*Metin Parçası*.
•••

YAŞAMAK, EN DOĞRU TEBLİĞ’DİR
Çok kızardım doğrusu.
Ve nedenini de hiç anlayamazdım.
“Hacı mı Allah Korusun”,
“Sakallılara dikkat edeceksin”,
“Çarşafın altında neler oluyor sen ona bak” vesaire vesaire.
Yıllar geçti ve bugünlere geldikçe bende bazı şeyleri daha iyi anladım.
Artık kızmanın, sinir olmanın çözümsüzlük olduğunu biliyorum.
Niye böyle düşünülür, neden böyle söylenir daha iyi anladım.
Aslında bu sözlerin altında şu düşünce yatıyor.
Biz bir hacıya, Müslüman görünümlü bir sakallıya ve çarşaf giymiş bir Müslüman kadına yanlış şeyleri hiç yakıştıramıyoruz. Onlar böyle şeyleri inançlarımız gereği asla yapmamalılar. Oysa bir yığın, çoğu kabul edilemez hatalar yapmaları, bu hatalarında ısrarcı olmaları ve hatta hatalarını normalleştirmeleri, hayat tarzı haline getirmeleri anlaşılır gibi değil.

•••

*Liste*.
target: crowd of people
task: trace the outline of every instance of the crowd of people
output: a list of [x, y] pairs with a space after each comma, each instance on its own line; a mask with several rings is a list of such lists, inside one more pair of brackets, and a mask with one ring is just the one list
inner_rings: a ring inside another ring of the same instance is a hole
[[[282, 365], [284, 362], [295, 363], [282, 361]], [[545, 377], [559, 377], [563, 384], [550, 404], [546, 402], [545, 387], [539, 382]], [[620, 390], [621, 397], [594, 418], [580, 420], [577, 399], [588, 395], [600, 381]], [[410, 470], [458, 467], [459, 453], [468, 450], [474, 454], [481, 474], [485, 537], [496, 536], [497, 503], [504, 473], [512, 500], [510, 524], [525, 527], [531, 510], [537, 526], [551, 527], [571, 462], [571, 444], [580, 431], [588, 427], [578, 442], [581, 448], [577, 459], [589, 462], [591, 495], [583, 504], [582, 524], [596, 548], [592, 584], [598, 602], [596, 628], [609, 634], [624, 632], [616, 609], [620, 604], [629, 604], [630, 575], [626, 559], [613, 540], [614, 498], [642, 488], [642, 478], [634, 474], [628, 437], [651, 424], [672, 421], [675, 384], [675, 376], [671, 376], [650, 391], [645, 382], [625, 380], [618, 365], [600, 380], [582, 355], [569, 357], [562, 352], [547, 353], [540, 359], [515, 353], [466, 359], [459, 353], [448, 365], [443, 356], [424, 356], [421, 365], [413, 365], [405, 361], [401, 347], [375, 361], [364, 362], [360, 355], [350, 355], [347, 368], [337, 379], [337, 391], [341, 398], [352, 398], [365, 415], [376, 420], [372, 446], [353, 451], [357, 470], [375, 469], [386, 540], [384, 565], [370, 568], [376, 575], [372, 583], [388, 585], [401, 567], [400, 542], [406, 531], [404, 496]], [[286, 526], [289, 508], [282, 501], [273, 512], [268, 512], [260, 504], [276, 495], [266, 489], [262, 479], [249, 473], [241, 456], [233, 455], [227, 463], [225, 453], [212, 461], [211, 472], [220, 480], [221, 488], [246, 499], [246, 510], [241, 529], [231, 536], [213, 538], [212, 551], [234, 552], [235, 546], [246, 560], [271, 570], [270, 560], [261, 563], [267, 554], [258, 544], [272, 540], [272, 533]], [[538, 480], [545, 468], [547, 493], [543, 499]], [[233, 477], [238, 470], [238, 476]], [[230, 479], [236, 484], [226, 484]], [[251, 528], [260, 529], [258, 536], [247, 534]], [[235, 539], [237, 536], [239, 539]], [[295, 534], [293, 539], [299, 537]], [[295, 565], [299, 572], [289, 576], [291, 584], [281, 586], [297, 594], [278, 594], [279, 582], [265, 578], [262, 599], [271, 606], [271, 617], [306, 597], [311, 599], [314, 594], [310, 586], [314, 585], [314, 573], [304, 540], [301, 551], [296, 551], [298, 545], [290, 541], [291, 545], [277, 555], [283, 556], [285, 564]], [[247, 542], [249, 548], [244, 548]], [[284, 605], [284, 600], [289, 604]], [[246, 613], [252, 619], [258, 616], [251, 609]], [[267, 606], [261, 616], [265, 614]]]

•••

*Yapılacaklar*.
[A] Listedeki satırları "No" ve "İçerik" sütunlarıyla bir Markdown tablosuna dök; boş satırları alma. Listenin ilk satırından başla, "task: trace the" geçen satırı da ekleyip orada dur.
[B] Yaşamanın en doğru tebliğ olduğunu anlatan yazıyı son cümlesinin ardından sürdür.

*Alıştırma Cevapları*.
[A]
| No | İçerik |
|---|---|
| 1 | target: crowd of people |
| 2 | task: trace the outline of every instance of the crowd of people |

[B]
Yani, Müslüman insandan beklenen şey doğru, güvenilir, müsamahakar olması, doğru yaşaması. Aksi sırıtıyor, yakışmıyor. Doğru da.
Bir de bazıları var ki adeta Müslümanda büyüteçle hata arar. Bu da oldukça hoştur. Şöyle ki bugün bir yığın hatanın bolca oluştuğu sosyal ilişkilerde, özellikle hata aranması ihtiyacı duyuluyorsa, bu bir olumlu halin göstergesidir.
Ben şöyle derim:
Bende hata arayanlara, teveccühleri için teşekkür ederim. Demek ki kendimi hata aranacak kadar hatalardan arındırmışım.
Ne mutlu bana.
Ama bu yetmez.
Biz, bizden beklendiği gibi olmaya azami gayret göstermek mecburiyetindeyiz.
Yaşantımızla; inancımız, ifadelerimiz, sosyal ilişkilerimiz üstün bir uyum içinde olmalı.
Öyle ya İslam, dün, dünyanın garbına ve şarkına savaşla yayılmadığı gibi bugünde Amerika ve Avrupa’da İslam adına silahlı savaş vermiyoruz.
Ama bu bölgelerde ve dünyanın tüm hücrelerinde İslam’ın kalbi atıyorsa bundaki gerçek, İslam’ın yaşanmasıyla kendini bulan tebliğin çekiciliğidir.
İyi düşünün, kendini düzeltemeyen, başkasını asla düzeltemez. Bilmeyen, öğretemez; yaşamayan, yaşatamaz; anlamayan, anlatamaz; öyle ise yapılacak ilk şey İslam’ı öğrenmek, anlamak ve yaşamaktır.
İslam, yaşamak için vardır. Ne süs, ne ritüel, ne de laftır.
İslam, bizatihi kendisi hayattır.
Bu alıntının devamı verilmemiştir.